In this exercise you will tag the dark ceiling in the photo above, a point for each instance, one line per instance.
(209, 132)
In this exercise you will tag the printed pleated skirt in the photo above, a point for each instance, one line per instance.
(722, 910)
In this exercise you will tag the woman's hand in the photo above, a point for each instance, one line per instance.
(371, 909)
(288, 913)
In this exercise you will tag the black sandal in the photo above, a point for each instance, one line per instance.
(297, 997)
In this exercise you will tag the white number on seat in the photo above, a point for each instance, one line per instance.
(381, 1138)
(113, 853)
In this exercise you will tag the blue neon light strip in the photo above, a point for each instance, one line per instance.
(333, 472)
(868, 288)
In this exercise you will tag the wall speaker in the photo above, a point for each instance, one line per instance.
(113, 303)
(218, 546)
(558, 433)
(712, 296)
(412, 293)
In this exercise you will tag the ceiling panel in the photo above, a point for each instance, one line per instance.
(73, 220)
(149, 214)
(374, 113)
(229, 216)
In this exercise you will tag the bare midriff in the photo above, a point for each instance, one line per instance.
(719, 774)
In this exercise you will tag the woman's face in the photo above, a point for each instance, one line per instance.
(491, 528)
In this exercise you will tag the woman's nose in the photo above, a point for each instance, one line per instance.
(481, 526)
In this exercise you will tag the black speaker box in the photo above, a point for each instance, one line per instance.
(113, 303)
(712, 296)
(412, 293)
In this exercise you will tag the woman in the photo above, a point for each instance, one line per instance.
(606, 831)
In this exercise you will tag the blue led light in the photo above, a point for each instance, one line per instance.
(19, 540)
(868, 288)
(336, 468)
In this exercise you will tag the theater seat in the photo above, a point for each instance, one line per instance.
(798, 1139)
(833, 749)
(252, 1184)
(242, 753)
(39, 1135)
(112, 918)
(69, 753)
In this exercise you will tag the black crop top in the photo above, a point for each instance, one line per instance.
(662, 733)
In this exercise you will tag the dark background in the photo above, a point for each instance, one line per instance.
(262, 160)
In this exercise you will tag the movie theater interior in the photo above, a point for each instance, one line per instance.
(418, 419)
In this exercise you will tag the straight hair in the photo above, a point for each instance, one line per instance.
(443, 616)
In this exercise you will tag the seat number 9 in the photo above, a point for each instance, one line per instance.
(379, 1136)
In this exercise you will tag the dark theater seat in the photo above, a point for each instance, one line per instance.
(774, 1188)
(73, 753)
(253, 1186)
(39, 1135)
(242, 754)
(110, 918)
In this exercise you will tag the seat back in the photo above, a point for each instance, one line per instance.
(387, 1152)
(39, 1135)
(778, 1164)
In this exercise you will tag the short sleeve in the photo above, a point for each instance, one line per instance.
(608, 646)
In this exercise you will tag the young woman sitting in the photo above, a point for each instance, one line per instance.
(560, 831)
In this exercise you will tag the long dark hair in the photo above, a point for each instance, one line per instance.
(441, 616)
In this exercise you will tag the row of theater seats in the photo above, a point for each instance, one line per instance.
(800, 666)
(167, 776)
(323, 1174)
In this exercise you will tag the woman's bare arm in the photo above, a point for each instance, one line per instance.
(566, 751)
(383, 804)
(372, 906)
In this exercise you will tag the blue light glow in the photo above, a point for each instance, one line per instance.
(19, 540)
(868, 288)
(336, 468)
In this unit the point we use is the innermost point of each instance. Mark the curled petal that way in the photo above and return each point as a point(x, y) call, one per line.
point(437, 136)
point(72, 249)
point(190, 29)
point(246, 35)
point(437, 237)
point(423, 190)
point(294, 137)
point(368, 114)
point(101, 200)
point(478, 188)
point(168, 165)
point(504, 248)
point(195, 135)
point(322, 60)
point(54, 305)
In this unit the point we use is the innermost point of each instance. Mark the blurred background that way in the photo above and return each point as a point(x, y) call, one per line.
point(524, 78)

########################################

- YOUR GOAL: Could you lay out the part of the records above that opens with the line containing "In this exercise you will tag the row" and closes with the line containing "(323, 1174)", both included, as a Markdown table with the columns Row and Record line, numbering each row and leaving out any blank lines?

- OUTPUT OF THE EXERCISE:
| Row | Record line |
|---|---|
| 1 | In this exercise you will tag the row of theater seats in the photo above, a point for each instance, one line per instance. |
| 2 | (800, 666) |
| 3 | (167, 776) |
| 4 | (323, 1174) |